● **READING PASSAGE**:
However, this discussion focuses upon discourses that circulate around the debate of meat hygiene practice and how
it mediates through implementing organizational and regulatory change; it initiates a whole new discussion on the
politics surrounding collaborative ethnographic study. This study subtly illuminates the differing expectations
and gaze of the researcher and sponsor relationship. Between the degrees of control for both, as each search for
insights into existing practice,
exposing challenging attitudes and communicating the need for change within a watchful public realm.
Through this collaboration, the paper traces how the research objectives evolved from challenges to organizational
change to notions of ‘Communities of Practice’ (Lave and Wenger, 1991; Wenger, 1998). Communities of practice are a
familiar topic within learning and knowledge generation discussions; however, the paper examines how effective
communities of practice are as a possible research tool, in this context. By deploying ‘show and tell’ interview
vignettes and selected responses from an unusually high questionnaire response rate, this notion was deployed to
inform how communities of practice deal with the politics of communication and cultural change, perception of
identity and performance of practice.

● **WHAT YOU SHOULD DO**: Please go on with the passage about the meat hygiene study, starting right after its last sentence. The entries come from a separate source.

(Region segmentation data)
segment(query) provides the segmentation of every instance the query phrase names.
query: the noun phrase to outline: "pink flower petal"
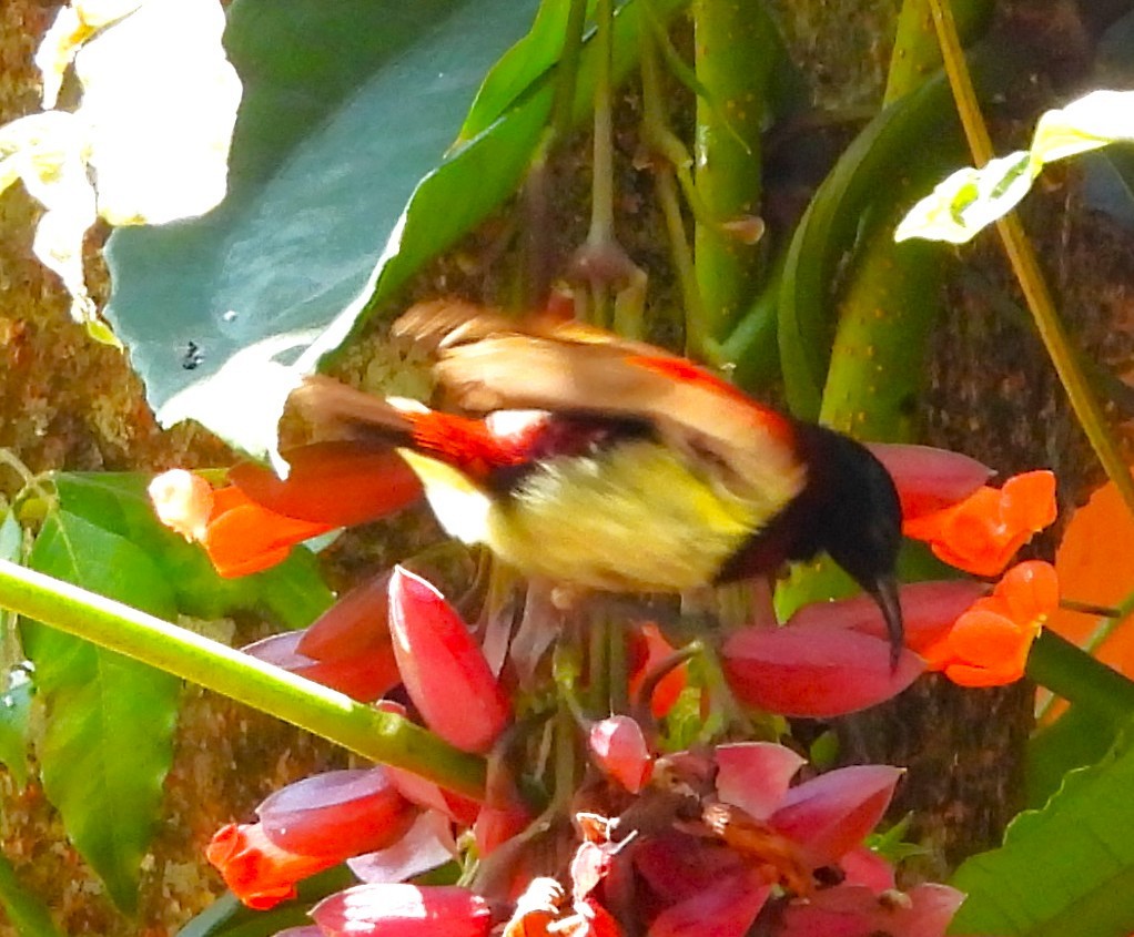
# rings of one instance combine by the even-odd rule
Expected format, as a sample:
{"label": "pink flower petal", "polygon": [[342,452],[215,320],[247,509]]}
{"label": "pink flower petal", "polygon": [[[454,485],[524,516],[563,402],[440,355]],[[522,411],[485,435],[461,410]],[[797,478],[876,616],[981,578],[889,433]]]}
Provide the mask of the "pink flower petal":
{"label": "pink flower petal", "polygon": [[591,755],[602,770],[632,794],[641,791],[653,772],[645,735],[629,716],[609,716],[591,726]]}
{"label": "pink flower petal", "polygon": [[717,795],[758,820],[779,807],[795,773],[806,760],[772,742],[718,746]]}
{"label": "pink flower petal", "polygon": [[383,572],[352,589],[303,632],[296,649],[316,661],[388,651],[389,584],[390,573]]}
{"label": "pink flower petal", "polygon": [[426,810],[393,845],[348,859],[347,866],[371,884],[405,881],[450,862],[456,851],[449,821]]}
{"label": "pink flower petal", "polygon": [[758,872],[744,869],[667,908],[649,937],[744,937],[770,892]]}
{"label": "pink flower petal", "polygon": [[455,794],[452,791],[446,791],[413,772],[389,766],[386,769],[406,800],[413,801],[418,807],[437,810],[463,826],[472,826],[476,820],[481,809],[476,801]]}
{"label": "pink flower petal", "polygon": [[251,644],[245,654],[281,670],[346,693],[359,702],[373,702],[401,682],[393,649],[352,655],[338,661],[315,661],[301,654],[303,631],[286,631]]}
{"label": "pink flower petal", "polygon": [[256,814],[280,849],[346,858],[393,844],[417,811],[375,767],[305,777],[273,793]]}
{"label": "pink flower petal", "polygon": [[437,589],[401,567],[390,577],[389,597],[398,670],[425,724],[464,751],[488,751],[510,712],[468,627]]}
{"label": "pink flower petal", "polygon": [[785,716],[837,716],[897,696],[924,670],[903,650],[840,629],[745,628],[723,648],[725,675],[745,704]]}
{"label": "pink flower petal", "polygon": [[929,445],[870,443],[898,489],[904,518],[928,514],[963,501],[996,472],[975,459]]}
{"label": "pink flower petal", "polygon": [[170,469],[156,476],[146,492],[154,513],[170,530],[191,543],[204,538],[213,510],[212,486],[200,475]]}
{"label": "pink flower petal", "polygon": [[486,937],[492,926],[488,902],[455,885],[356,885],[311,917],[327,937]]}
{"label": "pink flower petal", "polygon": [[[949,579],[911,582],[898,589],[906,646],[915,654],[940,641],[954,622],[976,599],[988,594],[988,586],[975,579]],[[878,603],[870,596],[854,596],[836,602],[813,602],[788,620],[789,628],[844,628],[886,638],[886,622]]]}
{"label": "pink flower petal", "polygon": [[854,765],[793,787],[769,818],[772,829],[799,844],[816,867],[860,845],[886,812],[900,768]]}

● **OUTPUT**:
To conclude, this discussion offers a rare glimpse into the workings and perspectives of a government agency,
very much at the forefront of implementing public health and food policy. How a researcher’s competing
objectives with a desire to produce publishable material, awareness of the sponsor’s audience and the
challenges of selectivity all contribute to a stimulating piece of collaborative ethnographic study.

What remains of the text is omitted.